The problem> Transcribe all data verbatim. Skip the pictures.

[Referring expression data]
<<<<
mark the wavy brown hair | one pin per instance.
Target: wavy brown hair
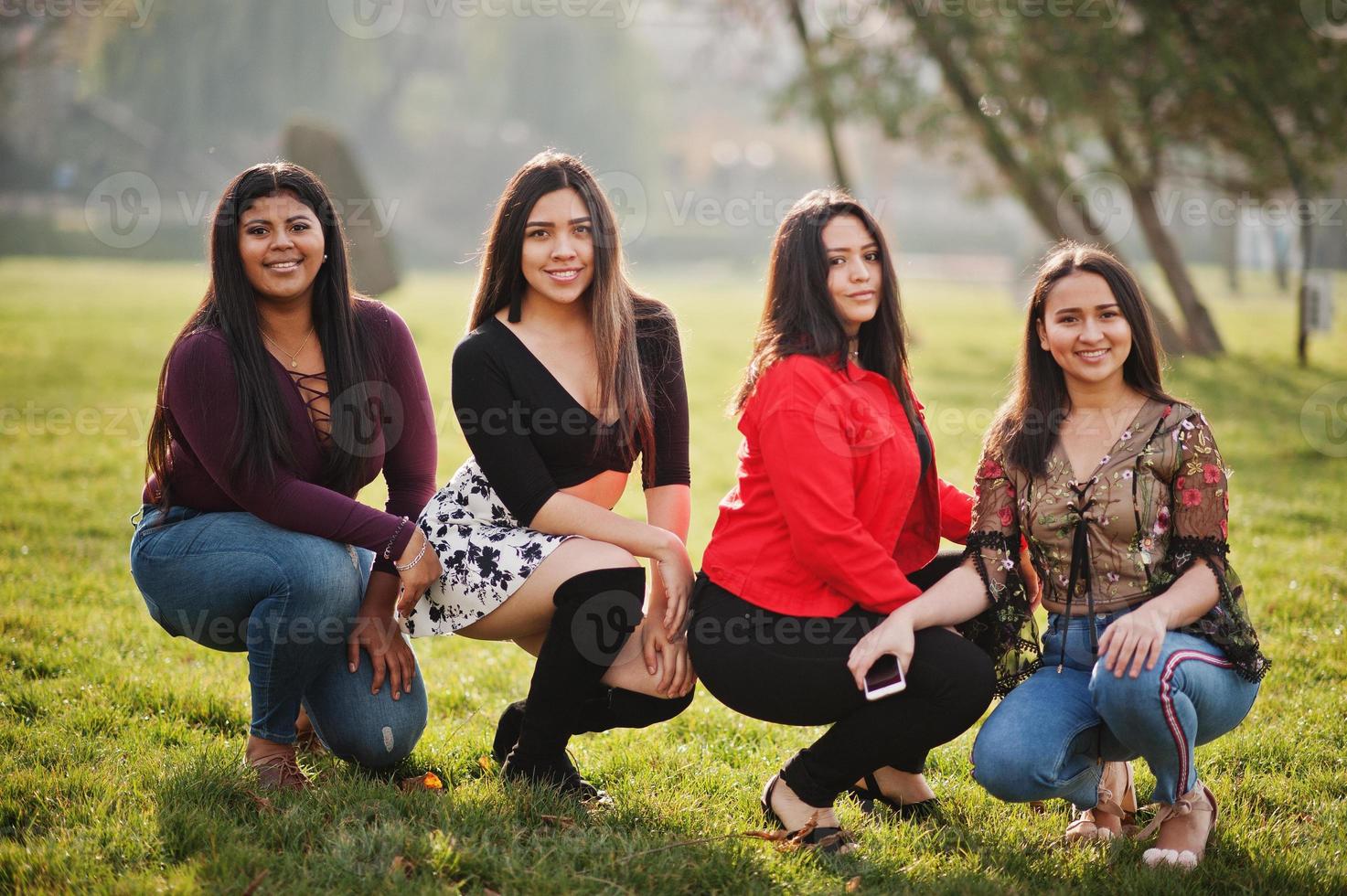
(613, 304)
(262, 432)
(799, 315)
(1028, 423)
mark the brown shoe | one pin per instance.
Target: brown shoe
(281, 773)
(275, 765)
(1117, 798)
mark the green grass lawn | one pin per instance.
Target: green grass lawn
(120, 747)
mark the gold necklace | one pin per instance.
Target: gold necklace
(293, 361)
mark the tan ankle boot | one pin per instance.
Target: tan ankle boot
(275, 765)
(1199, 799)
(1117, 798)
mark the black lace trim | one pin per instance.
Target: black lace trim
(1000, 629)
(1227, 623)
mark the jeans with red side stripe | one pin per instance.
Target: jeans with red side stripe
(1051, 734)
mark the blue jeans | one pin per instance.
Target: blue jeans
(233, 582)
(1051, 734)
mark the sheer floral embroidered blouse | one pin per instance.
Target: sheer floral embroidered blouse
(1152, 507)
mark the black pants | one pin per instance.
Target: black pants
(791, 670)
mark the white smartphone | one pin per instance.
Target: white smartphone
(884, 678)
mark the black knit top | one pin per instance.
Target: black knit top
(532, 438)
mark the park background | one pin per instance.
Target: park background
(1203, 142)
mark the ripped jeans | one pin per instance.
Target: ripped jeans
(233, 582)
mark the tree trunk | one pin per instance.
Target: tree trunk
(1307, 263)
(1031, 187)
(1202, 332)
(822, 93)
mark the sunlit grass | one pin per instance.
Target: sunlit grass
(120, 747)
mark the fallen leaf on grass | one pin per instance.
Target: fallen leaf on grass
(255, 883)
(430, 781)
(561, 821)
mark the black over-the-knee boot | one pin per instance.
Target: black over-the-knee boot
(595, 613)
(608, 709)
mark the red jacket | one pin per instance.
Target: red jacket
(828, 511)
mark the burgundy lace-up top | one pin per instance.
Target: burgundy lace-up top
(310, 394)
(201, 395)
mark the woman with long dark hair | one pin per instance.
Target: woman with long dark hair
(281, 398)
(835, 520)
(1122, 496)
(564, 376)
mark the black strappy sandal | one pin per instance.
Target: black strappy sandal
(826, 839)
(871, 794)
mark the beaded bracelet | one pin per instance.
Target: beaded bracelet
(415, 560)
(388, 549)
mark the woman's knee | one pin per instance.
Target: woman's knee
(963, 670)
(324, 580)
(600, 555)
(1118, 697)
(1005, 770)
(380, 740)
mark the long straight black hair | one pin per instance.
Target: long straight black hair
(799, 315)
(615, 306)
(262, 432)
(1028, 423)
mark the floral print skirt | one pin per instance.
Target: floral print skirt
(486, 552)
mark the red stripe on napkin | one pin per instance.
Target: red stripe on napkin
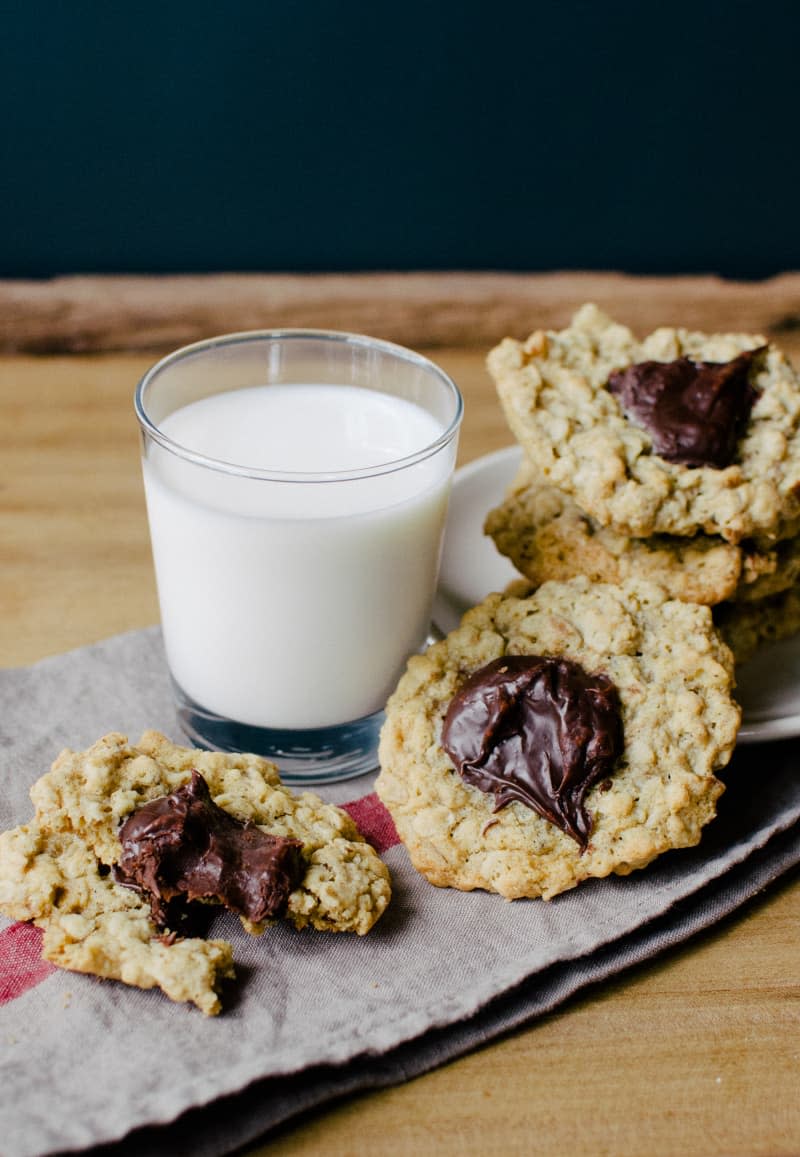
(374, 822)
(21, 964)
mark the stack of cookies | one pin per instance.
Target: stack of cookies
(675, 459)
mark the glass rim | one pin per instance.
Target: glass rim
(335, 337)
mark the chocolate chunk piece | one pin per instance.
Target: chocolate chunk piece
(183, 846)
(694, 411)
(537, 730)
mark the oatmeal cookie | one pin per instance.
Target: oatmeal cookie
(58, 870)
(553, 389)
(674, 679)
(548, 537)
(748, 626)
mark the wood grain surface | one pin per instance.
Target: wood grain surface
(79, 314)
(697, 1052)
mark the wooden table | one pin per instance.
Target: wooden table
(697, 1052)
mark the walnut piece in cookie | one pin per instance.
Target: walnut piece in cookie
(555, 392)
(674, 679)
(59, 869)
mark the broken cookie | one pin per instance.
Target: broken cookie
(64, 869)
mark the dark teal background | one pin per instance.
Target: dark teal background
(328, 135)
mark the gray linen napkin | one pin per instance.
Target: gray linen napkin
(315, 1016)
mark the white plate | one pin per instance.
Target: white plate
(768, 686)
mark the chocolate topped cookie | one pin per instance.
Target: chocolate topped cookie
(569, 734)
(677, 434)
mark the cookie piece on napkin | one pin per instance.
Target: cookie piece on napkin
(59, 869)
(677, 434)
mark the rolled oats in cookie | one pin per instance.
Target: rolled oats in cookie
(557, 390)
(122, 831)
(655, 786)
(547, 536)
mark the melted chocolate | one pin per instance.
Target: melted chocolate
(694, 411)
(184, 847)
(536, 730)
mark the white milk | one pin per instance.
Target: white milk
(294, 604)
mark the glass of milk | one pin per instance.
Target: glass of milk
(296, 487)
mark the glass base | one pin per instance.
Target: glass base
(324, 754)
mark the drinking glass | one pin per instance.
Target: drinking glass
(296, 486)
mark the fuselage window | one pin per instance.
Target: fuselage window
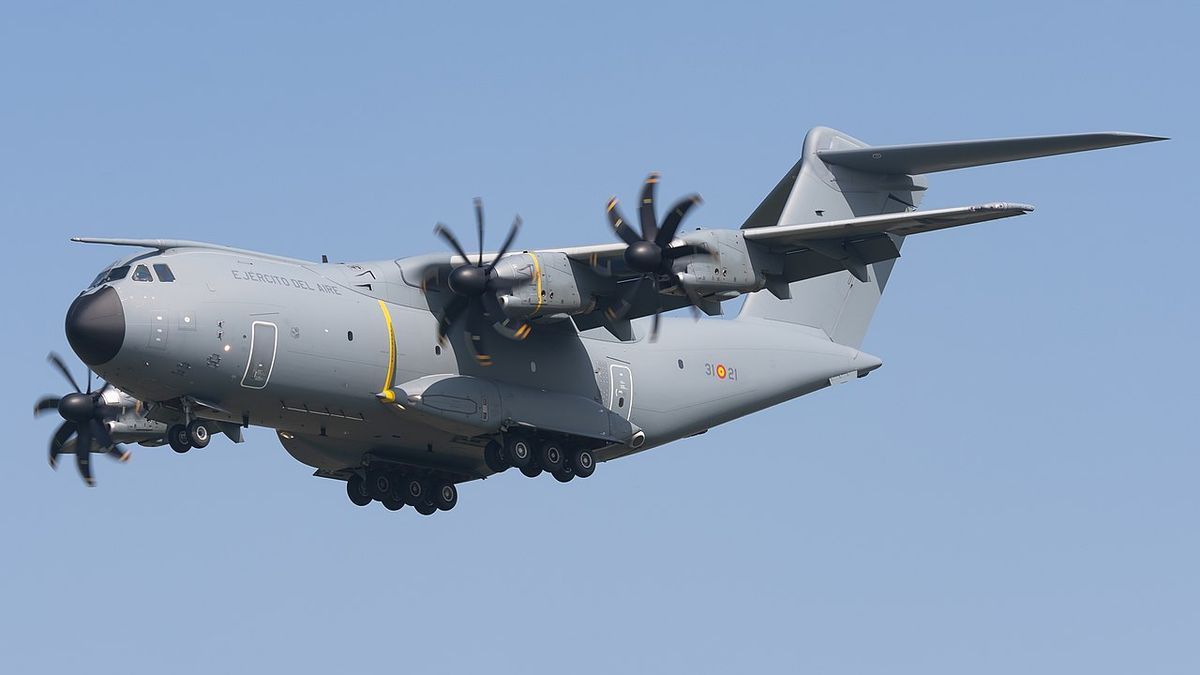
(163, 273)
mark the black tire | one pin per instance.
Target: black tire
(519, 449)
(198, 434)
(357, 489)
(445, 496)
(583, 463)
(493, 457)
(179, 438)
(415, 491)
(551, 457)
(379, 484)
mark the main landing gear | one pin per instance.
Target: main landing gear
(193, 435)
(396, 488)
(533, 455)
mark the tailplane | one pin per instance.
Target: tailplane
(839, 178)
>>>>
Task response>
mark the wavy brown hair | one pin per instance.
Target: wavy brown hair
(613, 304)
(262, 432)
(799, 315)
(1028, 423)
mark the brown shoe | one pin per instance.
Target: brown shoe
(281, 773)
(275, 765)
(1117, 798)
mark the green grass lawn | one pin per instance.
Target: green grass lawn
(120, 747)
mark the gold necklace | one pin per instance.
Target: gold necklace
(293, 361)
mark the tan ankle boot | one pin per instance.
Target: tan ankle boot
(275, 765)
(1199, 799)
(1117, 798)
mark the black lace trim | one pin per instance.
Target: black lace trim
(1000, 629)
(1227, 623)
mark the jeans with red side stripe | one pin per instance.
Target: jeans with red side stripe
(1051, 734)
mark the blue jeans | one pin per instance.
Target: blue jeans
(233, 582)
(1051, 734)
mark the sheer floral embroidered blouse | one pin per instance.
Target: sheer floral embroidered blouse
(1152, 507)
mark the black pants | one pin per instance.
Target: black pants
(791, 670)
mark the white smartphone | one pin per instance.
Target: white smartphone
(884, 678)
mark the black knit top | one pin per instance.
Target: black knit top
(532, 438)
mark the park background | one pin per instance.
Target: park background
(1203, 142)
mark the ripped jeans | one pin per instance.
Target: ripped jeans
(233, 582)
mark the tree trunk | one pin per instance.
Target: tree trunk
(1307, 263)
(1031, 187)
(1202, 332)
(822, 93)
mark the sunlit grass | one pin per instance.
Target: sunlit grass
(120, 747)
mark the fallen leaf on grass | one pin per instance.
Target: fallen leaf on grass
(255, 883)
(430, 781)
(561, 821)
mark the black over-the-knee boot | one pin per instance.
Target: black over-the-knee boot
(595, 613)
(608, 709)
mark the red jacket | one pin per instance.
Target: red jacket
(828, 511)
mark the burgundy lace-up top | one pin per instance.
Target: burgundy lace-up top
(310, 394)
(201, 395)
mark the woman with long dark hair | one pin per instance.
Target: woman with long dark hair
(281, 398)
(835, 520)
(1122, 496)
(564, 376)
mark the black strappy sandal | one pin per instance.
Target: black strappy sandal
(826, 839)
(871, 794)
mark the beaded bracelet | one pin per instance.
Target: beaded bracelet
(415, 560)
(388, 549)
mark the woman's knee | one pin per instance.
Target: woman's knee
(963, 670)
(324, 580)
(600, 555)
(1118, 697)
(1005, 770)
(380, 740)
mark the long straight black hair | one pin per instance.
Target: long straight black hair
(799, 315)
(615, 306)
(262, 432)
(1028, 423)
mark the floral print skirt | one pin per instance.
Target: floral print skirt
(486, 552)
mark the red stripe on napkin | one pin per instance.
Target: red stripe on napkin
(374, 822)
(21, 964)
mark the stack of cookies | one pin per instance.
Target: stack of cookies
(675, 459)
mark the glass rim | one pin per instance.
Target: glass rim
(335, 337)
mark the chocolate chunk piece | one pin per instance.
Target: chocolate chunk piece
(183, 846)
(694, 411)
(537, 730)
mark the oatmeal cookie | one pin per instance.
Target: oatmeal cookie
(58, 870)
(553, 389)
(674, 679)
(548, 537)
(748, 626)
mark the wood grain surface | one pin per instance.
Target: wood grain surface
(79, 314)
(697, 1052)
mark the wooden table | one pin per instance.
Target: wooden table
(697, 1052)
mark the walnut piece in cookie | one pin per instance.
Target: walnut piece in cookie
(555, 392)
(674, 679)
(59, 869)
mark the broken cookie | one pin per instance.
Target: broken cookie
(64, 869)
mark the dark teal background | one pin per instance.
Target: dark teal background
(328, 135)
mark the gray linen napkin | one pin per instance.
Target: gray linen napkin
(315, 1016)
mark the white plate | one pin per instance.
Target: white plate
(768, 686)
mark the chocolate topped cookie | one pin per instance.
Target: chocolate topped cookie
(569, 734)
(677, 434)
mark the cookie piece on napkin | one pin per instance.
Target: cookie piece on napkin
(59, 869)
(677, 434)
mark the rolled oats in cookie | one pin per instance.
Target: rolled oats in cookie
(557, 390)
(122, 831)
(655, 786)
(547, 536)
mark the melted chocolate | one pin per instance.
Target: melted chocolate
(694, 411)
(184, 847)
(536, 730)
mark the white milk | one pin per instance.
Target: white milk
(294, 604)
mark the glass of milk | one pin per instance.
Target: glass of milk
(296, 487)
mark the glass base | one pin per instance.
Target: glass base
(324, 754)
mark the drinking glass | one pin per instance.
Target: drinking glass
(296, 486)
mark the fuselage window | one pin per instance.
Target: fuselage window
(163, 273)
mark the black tire | one pin per instance.
Target: black tire
(519, 449)
(198, 434)
(357, 489)
(445, 496)
(583, 463)
(493, 457)
(179, 438)
(415, 491)
(551, 457)
(379, 484)
mark the main landing gear | one pin per instance.
Target: main landing gear
(193, 435)
(396, 488)
(533, 455)
mark the tailplane | one pin per instance.
Target: tailplane
(839, 178)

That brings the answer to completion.